Valor econômico, v.21, n.5003, 19/03/2020. Política, p. A6

 

Bolsonaro quer ministro da Saúde alinhado e que 'aguente o tranco'

Fabio Murakawa

19/03/2020

 

 

O presidente Jair Bolsonaro não tem pressa para escolher o próximo ministro da Saúde e procura um nome alinhado a ele na questão da cloroquina e do isolamento social para ocupar o posto, que em menos de um mês teve Luiz Henrique Mandetta e Nelson Teich como titulares.

A recomendação para o uso do medicamento logo nos estágios iniciais da doença e uma abordagem mais permissiva em relação circulação de pessoas e ao funcionamento da economia são bandeiras de Bolsonaro que os dois ministros da Saúde que ele nomeou não compraram.

• Tarefas do exercício
A: Segundo o texto sobre o Ministério da Saúde, quem ocupou o cargo de ministro em menos de um mês?
B: Com base no texto sobre o Ministério da Saúde, explique em que questões Bolsonaro quer um ministro alinhado a ele e o que essas questões envolvem.

(Dados de indicação de regiões)
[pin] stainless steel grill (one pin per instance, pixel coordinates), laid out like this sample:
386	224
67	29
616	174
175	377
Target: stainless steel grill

• Gabarito
A: Luiz Henrique Mandetta e Nelson Teich.

B: Ele quer alguém alinhado na questão da cloroquina e do isolamento social. Isso significa recomendar o medicamento logo nos estágios iniciais da doença e adotar uma abordagem mais permissiva quanto à circulação de pessoas e ao funcionamento da economia, posições que os dois ministros que ele nomeou não compraram.